*Written task*
Copy out, without any change, the rows beginning with the line that contains "Each instance of the stack" and continuing through the final row.

Part of a data file:
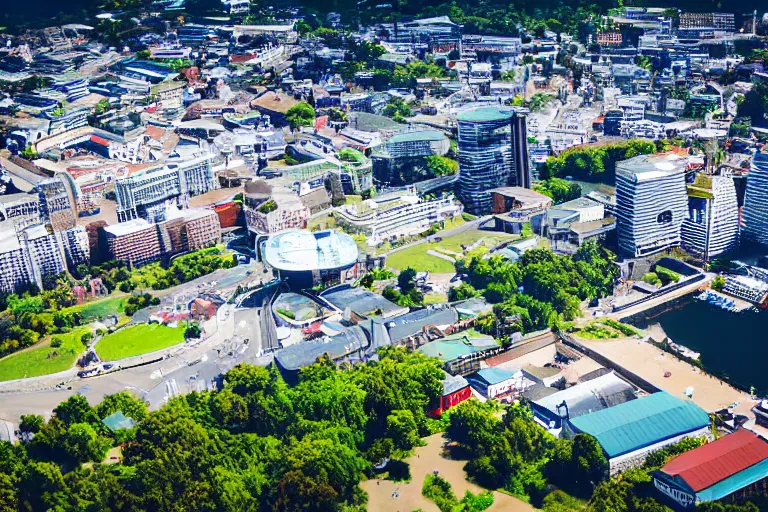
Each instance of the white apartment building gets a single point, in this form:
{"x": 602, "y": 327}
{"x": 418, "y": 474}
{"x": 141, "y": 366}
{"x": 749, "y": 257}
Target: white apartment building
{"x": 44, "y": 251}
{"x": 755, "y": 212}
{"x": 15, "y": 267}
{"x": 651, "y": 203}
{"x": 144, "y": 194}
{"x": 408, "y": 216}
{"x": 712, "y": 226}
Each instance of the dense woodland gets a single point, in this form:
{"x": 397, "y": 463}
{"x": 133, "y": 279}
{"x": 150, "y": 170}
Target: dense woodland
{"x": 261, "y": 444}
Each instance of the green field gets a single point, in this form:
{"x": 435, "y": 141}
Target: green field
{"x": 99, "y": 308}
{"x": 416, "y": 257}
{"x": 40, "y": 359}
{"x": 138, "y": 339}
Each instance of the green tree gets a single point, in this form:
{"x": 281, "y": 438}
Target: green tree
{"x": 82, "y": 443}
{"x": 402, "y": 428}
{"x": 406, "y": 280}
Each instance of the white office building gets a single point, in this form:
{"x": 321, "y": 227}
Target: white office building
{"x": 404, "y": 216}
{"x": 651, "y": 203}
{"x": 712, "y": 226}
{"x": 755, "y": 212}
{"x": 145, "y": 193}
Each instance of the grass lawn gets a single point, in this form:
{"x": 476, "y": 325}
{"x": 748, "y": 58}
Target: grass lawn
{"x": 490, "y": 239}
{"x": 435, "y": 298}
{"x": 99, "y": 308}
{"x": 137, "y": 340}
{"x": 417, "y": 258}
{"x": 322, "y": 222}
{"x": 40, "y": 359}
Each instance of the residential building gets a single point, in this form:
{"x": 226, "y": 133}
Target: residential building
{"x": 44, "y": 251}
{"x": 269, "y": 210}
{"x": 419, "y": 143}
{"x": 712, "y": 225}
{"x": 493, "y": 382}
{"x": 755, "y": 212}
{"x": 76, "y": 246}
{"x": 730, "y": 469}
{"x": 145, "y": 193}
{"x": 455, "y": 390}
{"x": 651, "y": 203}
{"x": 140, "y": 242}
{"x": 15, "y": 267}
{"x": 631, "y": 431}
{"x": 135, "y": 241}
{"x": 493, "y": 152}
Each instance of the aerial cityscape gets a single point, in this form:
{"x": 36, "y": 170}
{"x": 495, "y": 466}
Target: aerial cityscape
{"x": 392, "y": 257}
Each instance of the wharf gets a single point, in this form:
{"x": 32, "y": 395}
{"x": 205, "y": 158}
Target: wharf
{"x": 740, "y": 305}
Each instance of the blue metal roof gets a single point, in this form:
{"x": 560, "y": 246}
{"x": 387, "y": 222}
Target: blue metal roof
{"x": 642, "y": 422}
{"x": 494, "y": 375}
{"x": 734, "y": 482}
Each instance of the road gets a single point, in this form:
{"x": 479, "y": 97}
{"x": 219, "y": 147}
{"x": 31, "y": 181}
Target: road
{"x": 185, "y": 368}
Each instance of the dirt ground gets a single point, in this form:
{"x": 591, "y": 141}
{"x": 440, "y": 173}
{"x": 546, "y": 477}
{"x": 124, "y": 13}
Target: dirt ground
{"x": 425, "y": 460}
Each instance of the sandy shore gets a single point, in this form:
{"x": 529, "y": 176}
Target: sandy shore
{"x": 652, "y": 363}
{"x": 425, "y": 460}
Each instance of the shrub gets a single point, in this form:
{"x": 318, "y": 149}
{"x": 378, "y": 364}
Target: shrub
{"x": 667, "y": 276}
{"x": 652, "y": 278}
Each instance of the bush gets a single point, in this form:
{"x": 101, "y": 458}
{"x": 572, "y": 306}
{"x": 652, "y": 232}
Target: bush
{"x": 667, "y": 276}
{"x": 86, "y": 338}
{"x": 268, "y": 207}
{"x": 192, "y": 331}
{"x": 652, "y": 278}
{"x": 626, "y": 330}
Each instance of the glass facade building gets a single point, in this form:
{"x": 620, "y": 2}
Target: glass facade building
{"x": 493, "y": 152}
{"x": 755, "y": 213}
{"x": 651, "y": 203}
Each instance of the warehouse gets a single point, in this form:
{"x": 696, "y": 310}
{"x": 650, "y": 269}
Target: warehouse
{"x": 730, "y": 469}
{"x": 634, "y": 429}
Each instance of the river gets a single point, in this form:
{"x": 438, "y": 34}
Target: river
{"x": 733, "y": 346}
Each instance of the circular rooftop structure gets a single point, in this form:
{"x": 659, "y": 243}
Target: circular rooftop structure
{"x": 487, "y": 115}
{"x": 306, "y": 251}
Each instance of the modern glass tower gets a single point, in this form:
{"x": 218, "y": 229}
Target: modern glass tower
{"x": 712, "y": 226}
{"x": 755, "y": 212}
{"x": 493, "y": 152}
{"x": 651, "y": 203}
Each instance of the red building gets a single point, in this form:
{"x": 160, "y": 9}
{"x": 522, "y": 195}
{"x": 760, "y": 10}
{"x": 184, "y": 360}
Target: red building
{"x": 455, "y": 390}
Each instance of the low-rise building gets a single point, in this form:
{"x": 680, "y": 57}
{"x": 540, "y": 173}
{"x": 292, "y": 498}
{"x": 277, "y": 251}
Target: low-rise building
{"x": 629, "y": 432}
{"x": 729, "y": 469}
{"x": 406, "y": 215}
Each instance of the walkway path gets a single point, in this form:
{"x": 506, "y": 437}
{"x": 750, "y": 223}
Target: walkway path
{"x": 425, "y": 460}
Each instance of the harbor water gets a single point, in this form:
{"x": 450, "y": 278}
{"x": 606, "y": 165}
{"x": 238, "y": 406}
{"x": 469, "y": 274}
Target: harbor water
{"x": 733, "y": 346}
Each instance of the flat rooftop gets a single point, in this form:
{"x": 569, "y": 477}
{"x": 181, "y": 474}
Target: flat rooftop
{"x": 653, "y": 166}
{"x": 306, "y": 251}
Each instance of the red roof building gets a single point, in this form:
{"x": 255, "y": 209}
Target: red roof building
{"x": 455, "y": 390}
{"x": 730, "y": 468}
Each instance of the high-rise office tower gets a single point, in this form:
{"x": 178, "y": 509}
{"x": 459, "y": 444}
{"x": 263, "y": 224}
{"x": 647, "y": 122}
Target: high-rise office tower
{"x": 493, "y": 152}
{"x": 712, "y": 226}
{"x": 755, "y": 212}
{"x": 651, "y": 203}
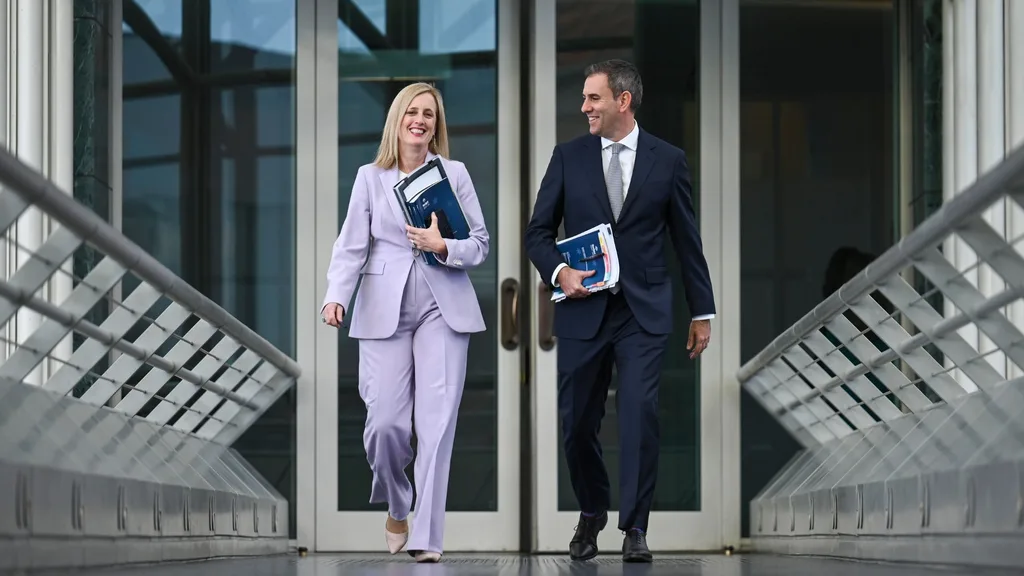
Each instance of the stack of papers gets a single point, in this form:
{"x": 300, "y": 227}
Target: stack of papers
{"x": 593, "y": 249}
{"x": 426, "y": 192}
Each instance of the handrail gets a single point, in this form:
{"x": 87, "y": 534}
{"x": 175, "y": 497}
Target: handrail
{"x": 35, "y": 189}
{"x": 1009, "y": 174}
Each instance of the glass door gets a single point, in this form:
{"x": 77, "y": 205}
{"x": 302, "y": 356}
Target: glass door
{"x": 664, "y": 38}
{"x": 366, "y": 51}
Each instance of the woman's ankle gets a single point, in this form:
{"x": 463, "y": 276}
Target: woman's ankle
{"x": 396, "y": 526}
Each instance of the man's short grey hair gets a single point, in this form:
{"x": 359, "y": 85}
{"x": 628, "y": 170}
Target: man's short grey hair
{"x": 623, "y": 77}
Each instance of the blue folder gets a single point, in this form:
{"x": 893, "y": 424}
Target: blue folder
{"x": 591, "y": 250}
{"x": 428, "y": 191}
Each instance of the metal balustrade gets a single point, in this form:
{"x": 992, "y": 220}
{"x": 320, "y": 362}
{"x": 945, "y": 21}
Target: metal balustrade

*Written response*
Each instance of the stack of papers gets a single point, in this form:
{"x": 300, "y": 227}
Target: stack of papers
{"x": 593, "y": 249}
{"x": 426, "y": 192}
Each instance of the handrail gets a single point, in this form:
{"x": 87, "y": 534}
{"x": 175, "y": 497}
Target: handrail
{"x": 35, "y": 189}
{"x": 1009, "y": 174}
Each instance of the glass door gets a single point, in this form:
{"x": 77, "y": 205}
{"x": 302, "y": 356}
Target: glass door
{"x": 664, "y": 38}
{"x": 366, "y": 51}
Each instance of the woman's ankle gets a single point, in this form:
{"x": 463, "y": 276}
Target: woman's ankle
{"x": 396, "y": 526}
Each instance of the man's short grey hair gets a single point, in this form:
{"x": 359, "y": 85}
{"x": 628, "y": 170}
Target: man's short grey hair
{"x": 623, "y": 77}
Each instance of the blue folder gets a single point, in this form:
{"x": 893, "y": 424}
Target: blue folder
{"x": 591, "y": 250}
{"x": 428, "y": 191}
Each instance of the metal balustrade gets a single point, in this form:
{"x": 992, "y": 220}
{"x": 320, "y": 362}
{"x": 945, "y": 21}
Target: metal balustrade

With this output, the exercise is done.